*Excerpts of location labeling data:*
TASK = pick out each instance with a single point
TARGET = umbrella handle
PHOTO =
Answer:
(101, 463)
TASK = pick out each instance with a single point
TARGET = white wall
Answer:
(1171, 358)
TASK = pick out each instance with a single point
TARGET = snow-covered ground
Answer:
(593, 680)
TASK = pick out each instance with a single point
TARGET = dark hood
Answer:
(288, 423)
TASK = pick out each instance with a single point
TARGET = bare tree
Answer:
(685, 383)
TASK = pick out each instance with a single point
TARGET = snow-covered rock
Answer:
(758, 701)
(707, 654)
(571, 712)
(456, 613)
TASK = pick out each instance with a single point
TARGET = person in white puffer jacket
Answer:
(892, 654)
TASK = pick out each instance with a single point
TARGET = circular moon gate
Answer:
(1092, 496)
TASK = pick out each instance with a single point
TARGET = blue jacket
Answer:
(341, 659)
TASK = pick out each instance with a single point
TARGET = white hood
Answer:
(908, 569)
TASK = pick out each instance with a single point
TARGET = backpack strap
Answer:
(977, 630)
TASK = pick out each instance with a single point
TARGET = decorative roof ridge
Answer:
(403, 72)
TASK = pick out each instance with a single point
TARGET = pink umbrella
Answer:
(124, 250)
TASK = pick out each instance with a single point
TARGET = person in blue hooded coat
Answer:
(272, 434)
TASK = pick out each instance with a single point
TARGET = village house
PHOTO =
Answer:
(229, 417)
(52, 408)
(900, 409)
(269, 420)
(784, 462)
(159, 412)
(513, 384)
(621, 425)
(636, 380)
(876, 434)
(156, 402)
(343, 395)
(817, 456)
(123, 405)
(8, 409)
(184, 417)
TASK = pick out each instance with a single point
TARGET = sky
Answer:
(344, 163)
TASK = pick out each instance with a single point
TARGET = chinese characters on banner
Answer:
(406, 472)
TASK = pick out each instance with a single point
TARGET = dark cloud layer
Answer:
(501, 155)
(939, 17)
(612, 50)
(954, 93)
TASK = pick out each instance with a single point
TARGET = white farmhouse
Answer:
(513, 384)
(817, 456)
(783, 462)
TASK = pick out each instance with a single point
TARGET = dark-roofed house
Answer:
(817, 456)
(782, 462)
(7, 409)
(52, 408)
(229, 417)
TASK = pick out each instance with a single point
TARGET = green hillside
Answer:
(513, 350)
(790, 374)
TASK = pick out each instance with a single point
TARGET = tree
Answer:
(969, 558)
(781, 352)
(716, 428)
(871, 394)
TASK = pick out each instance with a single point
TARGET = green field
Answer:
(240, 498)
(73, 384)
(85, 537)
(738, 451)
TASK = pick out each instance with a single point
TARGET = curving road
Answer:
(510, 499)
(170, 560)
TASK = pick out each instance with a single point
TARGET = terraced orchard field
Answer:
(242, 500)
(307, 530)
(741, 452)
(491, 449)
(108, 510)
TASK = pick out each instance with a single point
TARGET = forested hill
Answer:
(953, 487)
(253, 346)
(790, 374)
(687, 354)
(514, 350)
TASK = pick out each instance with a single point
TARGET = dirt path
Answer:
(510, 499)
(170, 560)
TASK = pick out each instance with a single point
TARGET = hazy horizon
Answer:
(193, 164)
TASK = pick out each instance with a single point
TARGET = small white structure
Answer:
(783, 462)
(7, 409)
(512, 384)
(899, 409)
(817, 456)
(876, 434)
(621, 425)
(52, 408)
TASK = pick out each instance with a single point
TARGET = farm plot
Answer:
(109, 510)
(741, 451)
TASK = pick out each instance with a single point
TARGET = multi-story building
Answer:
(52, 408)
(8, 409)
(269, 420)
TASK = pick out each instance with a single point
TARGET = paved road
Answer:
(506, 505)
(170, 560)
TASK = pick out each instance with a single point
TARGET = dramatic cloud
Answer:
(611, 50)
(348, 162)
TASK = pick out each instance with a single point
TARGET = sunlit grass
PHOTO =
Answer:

*TASK GOAL:* Print the material above once more, exactly.

*RESULT BELOW:*
TASK = pick out each instance with a single point
TARGET = umbrella handle
PHOTO =
Answer:
(101, 463)
TASK = pick out each instance with a single point
TARGET = white wall
Answer:
(1171, 358)
TASK = pick out each instance with a single point
TARGET = snow-covered ground
Answer:
(593, 680)
TASK = pick out each instance with a single point
TARGET = dark hood
Answer:
(288, 423)
TASK = pick out each instance with a single point
TARGET = bare tree
Answer:
(685, 383)
TASK = pick out each instance with a single point
TARGET = snow-covered rock
Answer:
(758, 701)
(707, 654)
(571, 712)
(456, 613)
TASK = pick out each instance with a single point
TARGET = person in white puffer jacket
Answer:
(892, 654)
TASK = pick out each instance with a single point
TARGET = circular moon gate
Answer:
(1092, 496)
TASK = pick out each instance with a single point
TARGET = blue jacket
Answer:
(341, 659)
TASK = pick out each instance with a single point
TARGET = white hood
Answer:
(908, 569)
TASK = pick out each instance with a single point
TARGET = backpack strap
Answer:
(977, 630)
TASK = pick out each instance with a single point
TARGET = decorative roof ridge
Answer:
(403, 72)
TASK = pick out each instance with a single point
TARGET = pink umbrella
Answer:
(124, 250)
TASK = pick out each instance with a single point
TARGET = person in blue hooded coat
Answer:
(272, 434)
TASK = pick out each instance with a single point
TARGET = village house
PHOTO =
Answer:
(229, 417)
(52, 408)
(900, 409)
(269, 420)
(784, 462)
(159, 412)
(513, 384)
(621, 425)
(636, 380)
(876, 434)
(156, 402)
(343, 395)
(817, 456)
(123, 405)
(8, 409)
(184, 417)
TASK = pick out each instance with a single point
TARGET = sky
Answer:
(344, 163)
TASK = pick out each instance with a single point
TARGET = chinese characters on banner
Answer:
(406, 472)
TASK = pick out each instance with a single point
TARGET = dark cloud layer
Answer:
(501, 155)
(939, 17)
(612, 50)
(954, 93)
TASK = pick out each instance with a single point
TARGET = white farmhouse
Answer:
(513, 384)
(817, 456)
(783, 462)
TASK = pick out each instance with a single point
TARGET = dark-roofed house
Answer:
(817, 456)
(782, 462)
(7, 409)
(52, 408)
(229, 417)
TASK = pick out each instance with a single point
TARGET = green hillside
Answer:
(513, 350)
(790, 374)
TASK = pick out each instance with a single point
TARGET = tree
Answer:
(969, 558)
(781, 352)
(716, 428)
(871, 394)
TASK = pick out each instance with a single point
TARGET = green field
Answer:
(240, 498)
(73, 384)
(85, 537)
(738, 451)
TASK = pick out each instance with a single point
TARGET = curving road
Answer:
(510, 499)
(170, 560)
TASK = pick out each instance with a single point
TARGET = terraced orchard field
Answer:
(242, 500)
(307, 530)
(741, 452)
(491, 449)
(108, 510)
TASK = pick out each instance with a single point
TARGET = forested hill
Answer:
(953, 487)
(253, 346)
(790, 374)
(687, 354)
(514, 350)
TASK = pick out each instance with a single point
TARGET = dirt path
Answer:
(510, 499)
(170, 560)
TASK = pick out each instance with a single point
TARGET = hazy horizon
Answer:
(193, 164)
TASK = pick out each instance with a single point
TARGET = small white structure
Answer:
(783, 462)
(7, 409)
(512, 384)
(899, 409)
(817, 456)
(876, 434)
(621, 425)
(52, 408)
TASK = pick out each instance with a single point
TARGET = farm plot
Answer:
(109, 510)
(741, 451)
TASK = pick out each instance with a single point
TARGET = multi-story building
Answer:
(52, 408)
(8, 409)
(269, 420)
TASK = pick out each instance with a single point
TARGET = paved road
Answer:
(506, 505)
(170, 560)
TASK = pick out each instance with a single point
TARGET = dramatic cloud
Answer:
(611, 50)
(348, 162)
TASK = pick out each instance with a single point
TARGET = sunlit grass
PHOTO =
Answer:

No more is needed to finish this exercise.